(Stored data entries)
+--
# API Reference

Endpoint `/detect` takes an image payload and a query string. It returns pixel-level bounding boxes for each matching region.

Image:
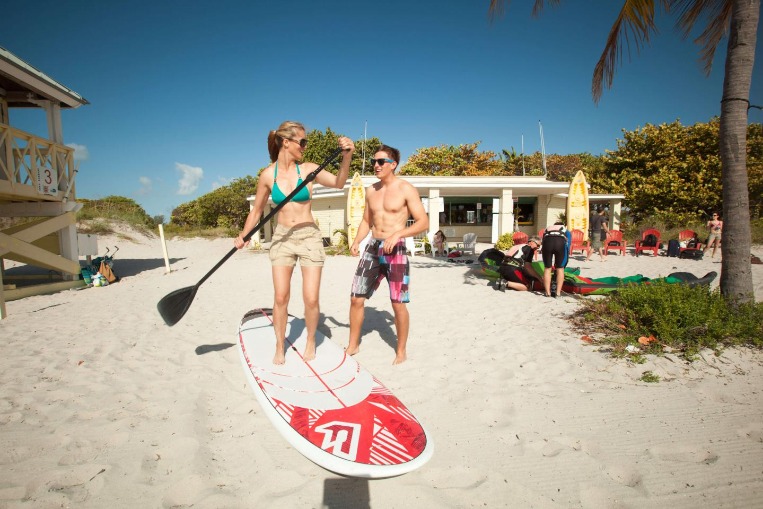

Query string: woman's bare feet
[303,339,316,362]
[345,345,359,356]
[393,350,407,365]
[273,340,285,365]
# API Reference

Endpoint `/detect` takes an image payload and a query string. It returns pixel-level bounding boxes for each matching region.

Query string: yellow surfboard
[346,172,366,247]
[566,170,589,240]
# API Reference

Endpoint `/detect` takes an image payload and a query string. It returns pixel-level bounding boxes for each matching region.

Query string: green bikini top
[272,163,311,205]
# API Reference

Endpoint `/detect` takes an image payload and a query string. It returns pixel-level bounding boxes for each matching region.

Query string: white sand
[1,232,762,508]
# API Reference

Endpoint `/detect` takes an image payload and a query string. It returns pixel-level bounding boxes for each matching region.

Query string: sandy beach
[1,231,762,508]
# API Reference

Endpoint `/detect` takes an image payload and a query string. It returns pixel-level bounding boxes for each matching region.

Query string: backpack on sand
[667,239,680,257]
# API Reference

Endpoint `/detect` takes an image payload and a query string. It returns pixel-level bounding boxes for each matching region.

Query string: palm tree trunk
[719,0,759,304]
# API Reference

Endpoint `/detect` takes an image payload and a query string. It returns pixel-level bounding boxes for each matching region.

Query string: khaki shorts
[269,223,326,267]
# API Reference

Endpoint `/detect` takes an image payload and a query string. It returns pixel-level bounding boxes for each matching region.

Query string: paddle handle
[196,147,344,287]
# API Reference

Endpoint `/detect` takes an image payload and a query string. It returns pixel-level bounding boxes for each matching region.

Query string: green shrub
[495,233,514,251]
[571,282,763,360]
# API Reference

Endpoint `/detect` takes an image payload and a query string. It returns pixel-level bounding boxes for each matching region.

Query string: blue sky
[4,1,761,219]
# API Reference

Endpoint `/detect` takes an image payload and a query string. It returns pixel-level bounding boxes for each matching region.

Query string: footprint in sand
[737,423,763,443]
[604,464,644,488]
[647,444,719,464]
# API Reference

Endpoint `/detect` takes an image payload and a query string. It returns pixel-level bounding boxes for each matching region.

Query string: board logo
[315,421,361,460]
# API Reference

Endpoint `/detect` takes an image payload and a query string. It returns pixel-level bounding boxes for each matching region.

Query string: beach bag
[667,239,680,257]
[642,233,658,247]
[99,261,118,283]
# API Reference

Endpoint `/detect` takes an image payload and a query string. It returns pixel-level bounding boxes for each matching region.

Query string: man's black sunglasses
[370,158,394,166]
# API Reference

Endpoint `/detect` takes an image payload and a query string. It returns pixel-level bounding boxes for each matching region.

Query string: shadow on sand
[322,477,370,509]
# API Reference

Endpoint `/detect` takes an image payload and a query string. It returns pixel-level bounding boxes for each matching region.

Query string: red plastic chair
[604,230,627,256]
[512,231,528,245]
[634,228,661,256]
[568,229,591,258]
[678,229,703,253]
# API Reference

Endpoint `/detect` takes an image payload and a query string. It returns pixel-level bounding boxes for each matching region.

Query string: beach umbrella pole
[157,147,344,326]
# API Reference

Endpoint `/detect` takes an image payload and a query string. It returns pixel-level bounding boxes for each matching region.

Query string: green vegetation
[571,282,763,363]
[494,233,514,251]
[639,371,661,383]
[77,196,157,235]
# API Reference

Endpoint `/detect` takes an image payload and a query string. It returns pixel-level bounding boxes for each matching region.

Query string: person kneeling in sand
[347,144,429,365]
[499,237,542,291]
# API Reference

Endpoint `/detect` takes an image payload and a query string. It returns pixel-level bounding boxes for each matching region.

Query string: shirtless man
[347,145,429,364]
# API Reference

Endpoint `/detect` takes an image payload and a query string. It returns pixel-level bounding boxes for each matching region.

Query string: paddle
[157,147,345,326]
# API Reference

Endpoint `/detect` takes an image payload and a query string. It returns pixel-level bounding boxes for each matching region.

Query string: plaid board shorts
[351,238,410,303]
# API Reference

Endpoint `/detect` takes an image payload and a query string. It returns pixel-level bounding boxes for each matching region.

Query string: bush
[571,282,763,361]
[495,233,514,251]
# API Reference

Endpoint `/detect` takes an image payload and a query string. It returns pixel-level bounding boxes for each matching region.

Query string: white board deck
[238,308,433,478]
+--
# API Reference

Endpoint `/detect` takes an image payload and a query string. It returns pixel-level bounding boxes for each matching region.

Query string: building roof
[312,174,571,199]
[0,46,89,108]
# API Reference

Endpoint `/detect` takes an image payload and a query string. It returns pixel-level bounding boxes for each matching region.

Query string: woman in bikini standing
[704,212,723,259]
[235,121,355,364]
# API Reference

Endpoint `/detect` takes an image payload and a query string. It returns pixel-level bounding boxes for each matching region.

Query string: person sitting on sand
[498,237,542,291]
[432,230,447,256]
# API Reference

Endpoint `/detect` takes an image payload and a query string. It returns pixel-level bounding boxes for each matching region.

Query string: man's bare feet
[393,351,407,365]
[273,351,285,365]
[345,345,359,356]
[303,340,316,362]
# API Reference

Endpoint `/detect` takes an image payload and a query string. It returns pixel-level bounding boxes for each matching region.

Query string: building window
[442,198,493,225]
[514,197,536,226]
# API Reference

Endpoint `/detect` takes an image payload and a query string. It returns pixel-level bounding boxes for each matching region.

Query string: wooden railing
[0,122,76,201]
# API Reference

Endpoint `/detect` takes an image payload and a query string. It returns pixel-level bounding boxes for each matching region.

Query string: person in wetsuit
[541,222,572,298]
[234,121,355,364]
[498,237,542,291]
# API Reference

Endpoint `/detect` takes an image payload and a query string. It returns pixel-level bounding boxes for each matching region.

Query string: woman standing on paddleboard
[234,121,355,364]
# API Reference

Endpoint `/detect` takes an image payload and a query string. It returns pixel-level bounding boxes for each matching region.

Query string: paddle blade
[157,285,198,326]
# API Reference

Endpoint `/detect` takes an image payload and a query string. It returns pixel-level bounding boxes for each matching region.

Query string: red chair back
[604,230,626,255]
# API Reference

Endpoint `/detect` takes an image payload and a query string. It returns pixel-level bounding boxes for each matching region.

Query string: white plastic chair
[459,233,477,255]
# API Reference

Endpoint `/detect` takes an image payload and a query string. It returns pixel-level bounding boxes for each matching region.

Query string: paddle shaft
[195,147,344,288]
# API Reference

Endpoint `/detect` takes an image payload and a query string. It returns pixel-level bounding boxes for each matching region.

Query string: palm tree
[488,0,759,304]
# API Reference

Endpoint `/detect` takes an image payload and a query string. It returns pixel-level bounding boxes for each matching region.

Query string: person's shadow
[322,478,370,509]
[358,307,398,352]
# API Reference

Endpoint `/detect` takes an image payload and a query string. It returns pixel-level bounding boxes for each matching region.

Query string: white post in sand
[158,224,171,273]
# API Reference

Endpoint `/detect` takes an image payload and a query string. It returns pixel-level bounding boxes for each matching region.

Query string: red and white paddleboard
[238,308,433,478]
+--
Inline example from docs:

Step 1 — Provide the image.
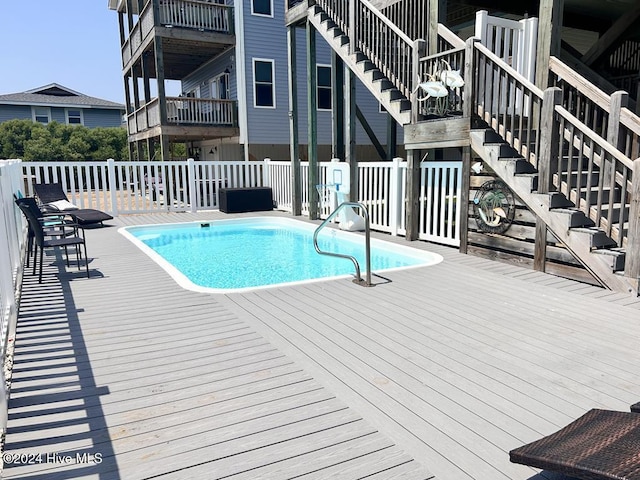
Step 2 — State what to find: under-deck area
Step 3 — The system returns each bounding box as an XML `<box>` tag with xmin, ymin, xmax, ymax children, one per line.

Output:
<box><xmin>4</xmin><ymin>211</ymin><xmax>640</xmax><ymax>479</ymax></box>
+--
(Required work) If a line in the data above includes the string "Step", copy it.

(Task result)
Step 1 — Provide the image.
Step 2 — State what to find: under-deck area
Step 3 — The system returns each bounding box as an XML `<box>` tag with xmin, ymin, xmax, ymax children, one per line.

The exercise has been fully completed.